• **STATED PROBLEM**: Find "Please mark the trash" in the data, then restate the line it sits in and every later line word for word, ending with the last line.

• **STORED RECORDS**:
++++++
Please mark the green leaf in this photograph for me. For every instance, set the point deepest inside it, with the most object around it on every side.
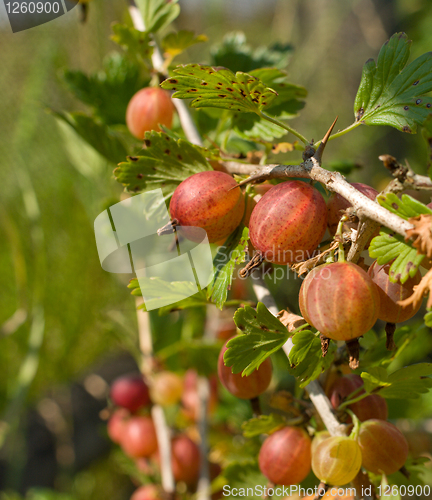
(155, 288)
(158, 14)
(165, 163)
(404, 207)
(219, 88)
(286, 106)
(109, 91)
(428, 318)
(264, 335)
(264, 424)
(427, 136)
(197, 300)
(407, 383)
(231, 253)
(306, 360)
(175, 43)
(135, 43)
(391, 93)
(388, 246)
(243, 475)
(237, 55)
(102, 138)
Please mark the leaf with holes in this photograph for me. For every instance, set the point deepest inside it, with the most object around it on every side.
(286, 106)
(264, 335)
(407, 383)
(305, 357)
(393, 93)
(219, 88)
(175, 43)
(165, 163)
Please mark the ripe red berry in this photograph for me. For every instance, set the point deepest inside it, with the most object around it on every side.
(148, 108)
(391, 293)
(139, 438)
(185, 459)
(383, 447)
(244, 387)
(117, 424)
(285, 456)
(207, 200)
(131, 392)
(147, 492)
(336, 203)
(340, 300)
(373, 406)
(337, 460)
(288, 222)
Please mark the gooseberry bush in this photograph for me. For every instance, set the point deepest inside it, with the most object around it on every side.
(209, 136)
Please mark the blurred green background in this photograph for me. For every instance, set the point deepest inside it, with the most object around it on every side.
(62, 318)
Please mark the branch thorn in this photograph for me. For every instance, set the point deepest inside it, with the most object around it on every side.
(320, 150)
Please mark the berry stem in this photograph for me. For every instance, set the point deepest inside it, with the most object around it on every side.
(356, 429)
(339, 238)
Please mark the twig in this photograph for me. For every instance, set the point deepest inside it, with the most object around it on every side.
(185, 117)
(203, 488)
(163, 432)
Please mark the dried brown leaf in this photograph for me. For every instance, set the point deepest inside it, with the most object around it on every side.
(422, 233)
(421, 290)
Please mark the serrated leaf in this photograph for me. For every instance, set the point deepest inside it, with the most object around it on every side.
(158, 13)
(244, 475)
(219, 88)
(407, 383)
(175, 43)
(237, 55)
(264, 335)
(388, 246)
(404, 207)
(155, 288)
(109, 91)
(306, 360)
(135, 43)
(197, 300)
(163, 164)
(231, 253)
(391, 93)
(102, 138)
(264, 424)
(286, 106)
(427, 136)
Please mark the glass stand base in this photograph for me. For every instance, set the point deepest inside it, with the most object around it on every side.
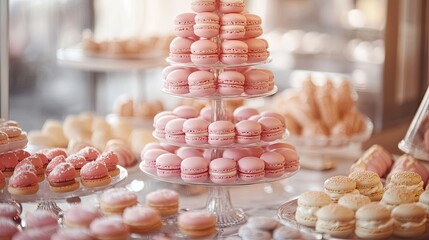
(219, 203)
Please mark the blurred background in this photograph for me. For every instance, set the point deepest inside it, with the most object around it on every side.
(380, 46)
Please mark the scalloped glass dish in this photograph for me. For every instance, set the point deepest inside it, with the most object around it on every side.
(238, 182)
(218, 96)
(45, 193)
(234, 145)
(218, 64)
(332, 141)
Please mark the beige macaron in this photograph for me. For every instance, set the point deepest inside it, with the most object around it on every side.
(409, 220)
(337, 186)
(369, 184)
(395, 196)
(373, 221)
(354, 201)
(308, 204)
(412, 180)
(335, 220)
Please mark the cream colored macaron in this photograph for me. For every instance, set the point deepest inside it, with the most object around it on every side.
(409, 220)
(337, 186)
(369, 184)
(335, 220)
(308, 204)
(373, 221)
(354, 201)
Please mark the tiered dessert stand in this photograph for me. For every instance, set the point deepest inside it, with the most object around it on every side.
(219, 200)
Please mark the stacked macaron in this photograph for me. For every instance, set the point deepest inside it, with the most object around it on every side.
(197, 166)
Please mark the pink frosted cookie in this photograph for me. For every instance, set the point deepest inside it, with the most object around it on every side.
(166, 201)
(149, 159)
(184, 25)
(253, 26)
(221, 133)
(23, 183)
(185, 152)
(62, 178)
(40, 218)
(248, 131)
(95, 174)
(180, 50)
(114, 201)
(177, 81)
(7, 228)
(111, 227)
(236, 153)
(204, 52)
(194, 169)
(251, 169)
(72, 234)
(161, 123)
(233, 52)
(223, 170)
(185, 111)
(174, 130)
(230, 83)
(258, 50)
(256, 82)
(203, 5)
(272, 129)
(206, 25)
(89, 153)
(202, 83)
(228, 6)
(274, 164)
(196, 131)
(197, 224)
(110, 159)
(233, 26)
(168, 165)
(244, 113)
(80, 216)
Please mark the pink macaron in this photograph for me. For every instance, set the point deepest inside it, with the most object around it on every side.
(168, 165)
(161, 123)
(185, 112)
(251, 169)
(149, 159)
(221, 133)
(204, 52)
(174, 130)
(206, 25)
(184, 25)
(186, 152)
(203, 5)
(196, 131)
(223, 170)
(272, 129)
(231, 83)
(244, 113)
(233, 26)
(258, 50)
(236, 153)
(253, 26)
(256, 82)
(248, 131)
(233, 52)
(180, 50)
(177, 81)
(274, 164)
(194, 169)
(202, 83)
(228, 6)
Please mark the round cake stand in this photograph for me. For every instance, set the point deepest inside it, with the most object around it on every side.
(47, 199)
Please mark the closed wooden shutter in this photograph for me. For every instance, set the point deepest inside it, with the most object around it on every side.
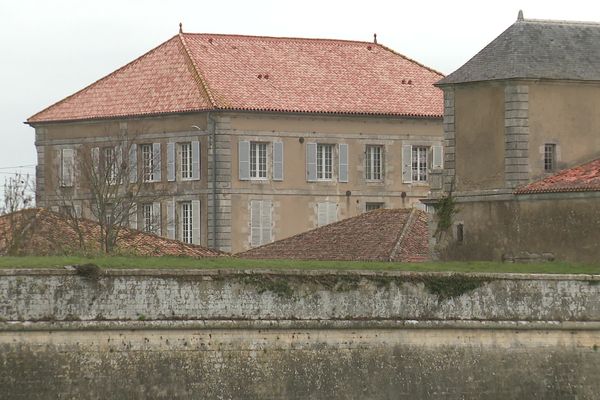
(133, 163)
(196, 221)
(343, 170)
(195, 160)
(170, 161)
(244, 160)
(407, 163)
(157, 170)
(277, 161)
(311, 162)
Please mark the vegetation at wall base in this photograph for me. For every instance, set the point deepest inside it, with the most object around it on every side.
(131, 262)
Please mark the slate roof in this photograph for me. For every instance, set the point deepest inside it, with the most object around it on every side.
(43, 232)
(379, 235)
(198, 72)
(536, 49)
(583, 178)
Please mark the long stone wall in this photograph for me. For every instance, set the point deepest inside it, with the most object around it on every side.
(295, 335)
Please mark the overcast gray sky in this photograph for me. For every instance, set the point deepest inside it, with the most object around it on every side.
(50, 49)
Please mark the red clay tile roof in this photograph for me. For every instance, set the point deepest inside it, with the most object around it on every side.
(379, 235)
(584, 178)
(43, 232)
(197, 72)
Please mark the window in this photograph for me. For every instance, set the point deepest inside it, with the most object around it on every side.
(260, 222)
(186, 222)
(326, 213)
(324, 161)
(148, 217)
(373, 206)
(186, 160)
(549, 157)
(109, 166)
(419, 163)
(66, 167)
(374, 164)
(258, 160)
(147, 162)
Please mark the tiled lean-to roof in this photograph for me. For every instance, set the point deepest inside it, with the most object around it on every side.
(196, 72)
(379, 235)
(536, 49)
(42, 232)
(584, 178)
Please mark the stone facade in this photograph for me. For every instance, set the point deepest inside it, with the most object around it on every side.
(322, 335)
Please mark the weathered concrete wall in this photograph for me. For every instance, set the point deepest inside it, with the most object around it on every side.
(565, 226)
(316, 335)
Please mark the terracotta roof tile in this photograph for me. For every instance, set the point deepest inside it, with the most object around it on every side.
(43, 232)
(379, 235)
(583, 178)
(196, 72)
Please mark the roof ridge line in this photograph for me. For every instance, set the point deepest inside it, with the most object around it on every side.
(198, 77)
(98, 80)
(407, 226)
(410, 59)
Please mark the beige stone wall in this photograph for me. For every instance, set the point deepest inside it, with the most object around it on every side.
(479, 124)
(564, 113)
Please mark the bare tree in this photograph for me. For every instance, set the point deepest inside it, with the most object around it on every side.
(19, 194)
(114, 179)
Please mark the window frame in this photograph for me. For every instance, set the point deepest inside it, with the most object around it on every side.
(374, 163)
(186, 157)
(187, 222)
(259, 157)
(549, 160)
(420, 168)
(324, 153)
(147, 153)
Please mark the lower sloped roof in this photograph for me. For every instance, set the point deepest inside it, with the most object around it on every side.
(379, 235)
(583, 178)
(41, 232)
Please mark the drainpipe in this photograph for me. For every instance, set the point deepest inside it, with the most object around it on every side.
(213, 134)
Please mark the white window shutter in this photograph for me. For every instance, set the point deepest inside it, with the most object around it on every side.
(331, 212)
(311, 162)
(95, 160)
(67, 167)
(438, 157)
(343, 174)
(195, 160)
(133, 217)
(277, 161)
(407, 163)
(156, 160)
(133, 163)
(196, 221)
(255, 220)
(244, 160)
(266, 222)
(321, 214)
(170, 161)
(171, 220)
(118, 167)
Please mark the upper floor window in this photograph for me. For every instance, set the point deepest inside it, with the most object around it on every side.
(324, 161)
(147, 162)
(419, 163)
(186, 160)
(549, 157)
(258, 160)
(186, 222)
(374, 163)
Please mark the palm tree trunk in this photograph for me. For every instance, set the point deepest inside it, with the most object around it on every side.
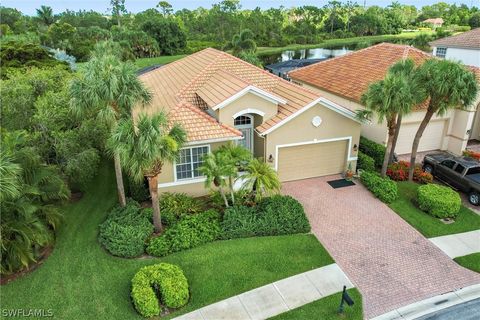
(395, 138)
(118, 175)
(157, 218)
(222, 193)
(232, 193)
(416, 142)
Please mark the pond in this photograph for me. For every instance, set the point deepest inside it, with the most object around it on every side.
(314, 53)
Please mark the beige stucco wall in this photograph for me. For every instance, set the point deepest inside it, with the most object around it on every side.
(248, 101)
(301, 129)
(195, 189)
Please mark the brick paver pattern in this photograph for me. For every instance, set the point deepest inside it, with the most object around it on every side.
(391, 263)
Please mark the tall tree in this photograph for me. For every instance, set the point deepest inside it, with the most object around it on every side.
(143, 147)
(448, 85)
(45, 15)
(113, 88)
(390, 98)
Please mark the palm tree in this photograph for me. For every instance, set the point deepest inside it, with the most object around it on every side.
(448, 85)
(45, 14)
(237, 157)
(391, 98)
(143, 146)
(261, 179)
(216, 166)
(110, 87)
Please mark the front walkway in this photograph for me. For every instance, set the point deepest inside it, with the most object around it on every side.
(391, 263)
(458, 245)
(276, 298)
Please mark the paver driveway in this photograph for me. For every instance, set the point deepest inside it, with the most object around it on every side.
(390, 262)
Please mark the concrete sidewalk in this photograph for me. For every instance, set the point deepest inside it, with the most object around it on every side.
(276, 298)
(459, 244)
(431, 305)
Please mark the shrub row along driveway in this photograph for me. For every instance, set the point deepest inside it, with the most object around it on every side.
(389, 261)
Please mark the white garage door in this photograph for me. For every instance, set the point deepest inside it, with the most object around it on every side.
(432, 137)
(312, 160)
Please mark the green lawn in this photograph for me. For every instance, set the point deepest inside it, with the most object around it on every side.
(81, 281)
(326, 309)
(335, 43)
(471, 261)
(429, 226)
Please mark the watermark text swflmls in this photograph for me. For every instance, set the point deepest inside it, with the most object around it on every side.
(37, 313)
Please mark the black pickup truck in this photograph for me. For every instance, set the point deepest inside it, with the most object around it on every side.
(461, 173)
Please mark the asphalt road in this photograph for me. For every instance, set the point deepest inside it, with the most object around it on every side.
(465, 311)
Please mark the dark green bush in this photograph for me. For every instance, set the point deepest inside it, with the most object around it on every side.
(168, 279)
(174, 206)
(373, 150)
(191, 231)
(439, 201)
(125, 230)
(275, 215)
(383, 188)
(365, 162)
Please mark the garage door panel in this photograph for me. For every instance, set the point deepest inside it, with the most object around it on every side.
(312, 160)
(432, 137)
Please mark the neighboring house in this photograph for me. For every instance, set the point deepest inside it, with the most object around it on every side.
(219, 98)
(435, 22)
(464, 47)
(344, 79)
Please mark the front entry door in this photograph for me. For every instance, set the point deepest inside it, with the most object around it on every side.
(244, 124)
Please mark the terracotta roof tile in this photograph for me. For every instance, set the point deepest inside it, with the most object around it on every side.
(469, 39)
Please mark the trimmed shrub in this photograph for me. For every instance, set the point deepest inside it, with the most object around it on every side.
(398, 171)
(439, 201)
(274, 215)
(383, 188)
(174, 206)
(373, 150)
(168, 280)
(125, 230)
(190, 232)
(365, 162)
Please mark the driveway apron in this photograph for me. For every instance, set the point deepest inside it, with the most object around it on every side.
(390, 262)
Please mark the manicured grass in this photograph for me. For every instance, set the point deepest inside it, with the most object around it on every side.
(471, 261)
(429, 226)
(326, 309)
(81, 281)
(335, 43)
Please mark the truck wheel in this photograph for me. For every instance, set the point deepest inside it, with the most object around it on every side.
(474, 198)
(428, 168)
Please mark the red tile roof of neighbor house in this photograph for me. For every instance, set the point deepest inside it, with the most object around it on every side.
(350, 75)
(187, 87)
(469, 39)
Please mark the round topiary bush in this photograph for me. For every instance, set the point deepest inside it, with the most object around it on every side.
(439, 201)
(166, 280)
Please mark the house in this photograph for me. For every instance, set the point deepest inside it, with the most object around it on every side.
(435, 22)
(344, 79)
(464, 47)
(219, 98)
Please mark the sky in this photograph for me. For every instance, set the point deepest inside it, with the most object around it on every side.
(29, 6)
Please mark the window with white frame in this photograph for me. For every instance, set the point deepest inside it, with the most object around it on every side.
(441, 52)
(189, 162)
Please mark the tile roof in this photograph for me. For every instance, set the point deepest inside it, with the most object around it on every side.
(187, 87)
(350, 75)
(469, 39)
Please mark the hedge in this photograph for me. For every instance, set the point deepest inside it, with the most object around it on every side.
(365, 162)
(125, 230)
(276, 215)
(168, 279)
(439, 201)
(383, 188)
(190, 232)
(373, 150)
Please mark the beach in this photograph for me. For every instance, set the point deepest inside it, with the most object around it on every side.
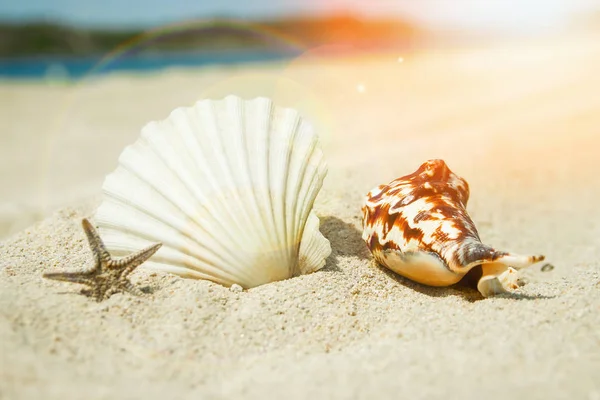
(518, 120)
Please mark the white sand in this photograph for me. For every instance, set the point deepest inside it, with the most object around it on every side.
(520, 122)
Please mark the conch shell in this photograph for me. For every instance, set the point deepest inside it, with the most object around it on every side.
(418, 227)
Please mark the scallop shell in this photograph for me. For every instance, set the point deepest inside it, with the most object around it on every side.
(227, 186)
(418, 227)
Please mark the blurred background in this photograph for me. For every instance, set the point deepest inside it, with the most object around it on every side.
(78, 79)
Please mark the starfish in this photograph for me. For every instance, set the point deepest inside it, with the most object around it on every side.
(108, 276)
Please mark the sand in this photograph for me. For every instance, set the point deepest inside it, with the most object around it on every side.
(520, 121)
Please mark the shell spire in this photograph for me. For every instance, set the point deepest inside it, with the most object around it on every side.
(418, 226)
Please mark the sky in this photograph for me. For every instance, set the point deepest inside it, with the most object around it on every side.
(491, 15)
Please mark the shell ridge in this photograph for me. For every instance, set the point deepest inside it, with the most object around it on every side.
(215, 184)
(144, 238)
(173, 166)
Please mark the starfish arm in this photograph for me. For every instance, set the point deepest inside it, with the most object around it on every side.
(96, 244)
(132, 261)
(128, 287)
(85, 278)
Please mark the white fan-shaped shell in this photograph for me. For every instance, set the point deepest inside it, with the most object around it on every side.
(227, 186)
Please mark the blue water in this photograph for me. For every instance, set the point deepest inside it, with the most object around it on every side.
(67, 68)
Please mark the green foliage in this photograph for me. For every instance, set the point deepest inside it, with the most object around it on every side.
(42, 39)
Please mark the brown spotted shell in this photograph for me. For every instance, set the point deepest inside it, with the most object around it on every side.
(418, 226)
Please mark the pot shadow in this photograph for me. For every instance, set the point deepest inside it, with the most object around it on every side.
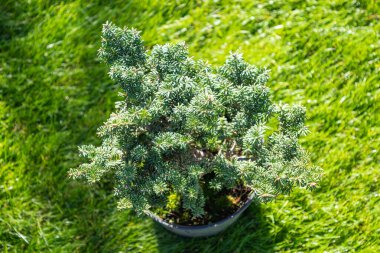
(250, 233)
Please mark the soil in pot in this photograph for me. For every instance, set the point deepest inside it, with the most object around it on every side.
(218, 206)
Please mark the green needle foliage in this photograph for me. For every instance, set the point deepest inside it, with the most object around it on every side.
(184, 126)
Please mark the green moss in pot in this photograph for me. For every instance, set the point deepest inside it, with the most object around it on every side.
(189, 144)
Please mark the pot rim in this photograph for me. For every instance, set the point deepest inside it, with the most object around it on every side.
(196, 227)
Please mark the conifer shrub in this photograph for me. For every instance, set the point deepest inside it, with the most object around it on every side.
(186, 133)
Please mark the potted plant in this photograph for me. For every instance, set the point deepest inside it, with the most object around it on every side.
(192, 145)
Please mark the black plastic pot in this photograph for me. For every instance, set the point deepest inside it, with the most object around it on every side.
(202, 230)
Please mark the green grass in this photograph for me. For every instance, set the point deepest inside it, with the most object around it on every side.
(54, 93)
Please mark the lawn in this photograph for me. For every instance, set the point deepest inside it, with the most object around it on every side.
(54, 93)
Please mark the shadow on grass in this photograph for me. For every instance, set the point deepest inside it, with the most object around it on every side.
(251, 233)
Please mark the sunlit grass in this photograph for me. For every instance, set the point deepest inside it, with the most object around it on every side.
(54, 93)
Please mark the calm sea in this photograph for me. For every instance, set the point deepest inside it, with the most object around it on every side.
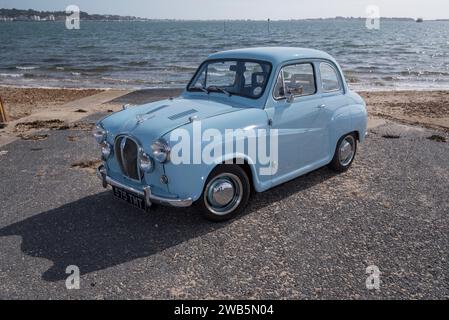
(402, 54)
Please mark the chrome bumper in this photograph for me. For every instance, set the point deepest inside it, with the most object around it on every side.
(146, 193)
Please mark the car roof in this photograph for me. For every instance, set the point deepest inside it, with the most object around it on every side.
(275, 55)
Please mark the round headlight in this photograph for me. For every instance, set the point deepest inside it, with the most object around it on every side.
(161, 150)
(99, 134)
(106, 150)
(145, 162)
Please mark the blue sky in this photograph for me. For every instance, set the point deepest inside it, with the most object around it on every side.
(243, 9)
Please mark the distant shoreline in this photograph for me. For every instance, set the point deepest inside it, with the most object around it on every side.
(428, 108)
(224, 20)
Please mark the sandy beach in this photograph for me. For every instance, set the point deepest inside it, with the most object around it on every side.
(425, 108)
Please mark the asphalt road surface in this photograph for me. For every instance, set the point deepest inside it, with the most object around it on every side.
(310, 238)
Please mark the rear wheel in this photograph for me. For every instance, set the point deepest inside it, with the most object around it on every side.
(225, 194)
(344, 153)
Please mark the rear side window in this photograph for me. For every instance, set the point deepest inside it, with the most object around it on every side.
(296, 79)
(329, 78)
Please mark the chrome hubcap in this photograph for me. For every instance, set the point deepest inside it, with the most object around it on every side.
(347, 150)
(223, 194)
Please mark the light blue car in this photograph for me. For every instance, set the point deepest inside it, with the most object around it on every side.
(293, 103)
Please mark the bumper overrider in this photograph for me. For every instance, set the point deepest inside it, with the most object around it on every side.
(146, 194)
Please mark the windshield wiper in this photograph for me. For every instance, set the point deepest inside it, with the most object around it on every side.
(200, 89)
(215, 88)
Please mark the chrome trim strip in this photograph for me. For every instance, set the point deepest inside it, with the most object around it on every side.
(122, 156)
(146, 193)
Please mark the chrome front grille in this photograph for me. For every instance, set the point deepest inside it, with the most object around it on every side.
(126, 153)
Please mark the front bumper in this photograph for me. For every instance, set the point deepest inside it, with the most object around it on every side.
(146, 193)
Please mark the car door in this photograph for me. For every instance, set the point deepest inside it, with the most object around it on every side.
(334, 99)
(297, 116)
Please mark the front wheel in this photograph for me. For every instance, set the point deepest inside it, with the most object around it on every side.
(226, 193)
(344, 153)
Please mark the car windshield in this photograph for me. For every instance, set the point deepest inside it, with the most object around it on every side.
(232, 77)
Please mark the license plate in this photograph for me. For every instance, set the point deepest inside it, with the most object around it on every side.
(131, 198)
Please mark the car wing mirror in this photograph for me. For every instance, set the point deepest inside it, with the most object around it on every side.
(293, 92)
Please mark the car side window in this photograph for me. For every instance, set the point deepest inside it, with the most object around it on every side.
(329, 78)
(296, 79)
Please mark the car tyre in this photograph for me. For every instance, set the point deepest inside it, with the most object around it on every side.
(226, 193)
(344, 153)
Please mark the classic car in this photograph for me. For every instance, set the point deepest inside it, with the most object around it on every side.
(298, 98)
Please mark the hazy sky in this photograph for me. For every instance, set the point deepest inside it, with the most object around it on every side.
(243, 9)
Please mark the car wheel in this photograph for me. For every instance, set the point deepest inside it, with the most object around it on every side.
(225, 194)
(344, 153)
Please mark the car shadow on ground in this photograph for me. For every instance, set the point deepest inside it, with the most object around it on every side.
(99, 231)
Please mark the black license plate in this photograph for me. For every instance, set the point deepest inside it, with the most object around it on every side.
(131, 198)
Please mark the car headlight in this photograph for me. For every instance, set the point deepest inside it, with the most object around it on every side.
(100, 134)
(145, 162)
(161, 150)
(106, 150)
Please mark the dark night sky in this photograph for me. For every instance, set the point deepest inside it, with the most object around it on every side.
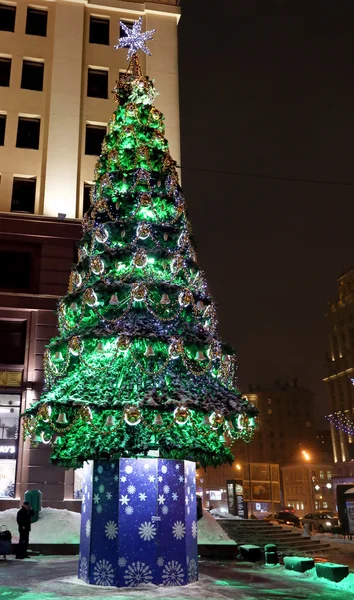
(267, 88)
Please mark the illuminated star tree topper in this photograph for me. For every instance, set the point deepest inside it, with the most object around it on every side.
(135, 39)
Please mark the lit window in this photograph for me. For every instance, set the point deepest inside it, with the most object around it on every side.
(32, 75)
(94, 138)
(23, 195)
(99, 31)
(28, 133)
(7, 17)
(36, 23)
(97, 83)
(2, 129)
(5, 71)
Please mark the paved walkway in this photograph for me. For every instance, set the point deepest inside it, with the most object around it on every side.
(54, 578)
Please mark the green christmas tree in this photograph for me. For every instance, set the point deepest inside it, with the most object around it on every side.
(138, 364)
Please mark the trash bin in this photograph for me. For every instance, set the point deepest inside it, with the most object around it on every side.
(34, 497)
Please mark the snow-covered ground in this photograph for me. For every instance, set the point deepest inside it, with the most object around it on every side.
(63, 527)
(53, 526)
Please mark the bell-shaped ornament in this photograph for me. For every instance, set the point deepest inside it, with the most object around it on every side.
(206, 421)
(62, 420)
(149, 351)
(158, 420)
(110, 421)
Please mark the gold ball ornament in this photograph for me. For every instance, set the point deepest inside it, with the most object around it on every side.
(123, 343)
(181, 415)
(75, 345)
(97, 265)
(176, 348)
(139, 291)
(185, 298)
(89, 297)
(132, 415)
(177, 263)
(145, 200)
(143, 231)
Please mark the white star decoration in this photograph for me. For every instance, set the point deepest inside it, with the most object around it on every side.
++++++
• **REPLY**:
Please mark the trash bin in this photograph for me. For every instance, set the point deepest inside it, with the most object around it on every side.
(34, 497)
Please mark the snow-covered ground in this photograph for me. For every instance, set the point deepest inside it, with the most object around it on every side.
(63, 527)
(53, 526)
Please mark the bell-shaped ornament in this photograph for me. For every instance, set the point deepest inside it, with the most object around it on every side.
(206, 421)
(62, 420)
(149, 351)
(158, 420)
(110, 421)
Please mark the gold ball ornament in this photograph for me. For every instance, set the point deepest inside it, with the most object around it on every side.
(123, 343)
(181, 415)
(75, 345)
(97, 265)
(176, 348)
(139, 291)
(185, 298)
(89, 297)
(132, 415)
(177, 263)
(145, 200)
(143, 231)
Please mark the white star decoration in this photograph for me. For every instance, set the point deepest inside it, with the most object around it on every side.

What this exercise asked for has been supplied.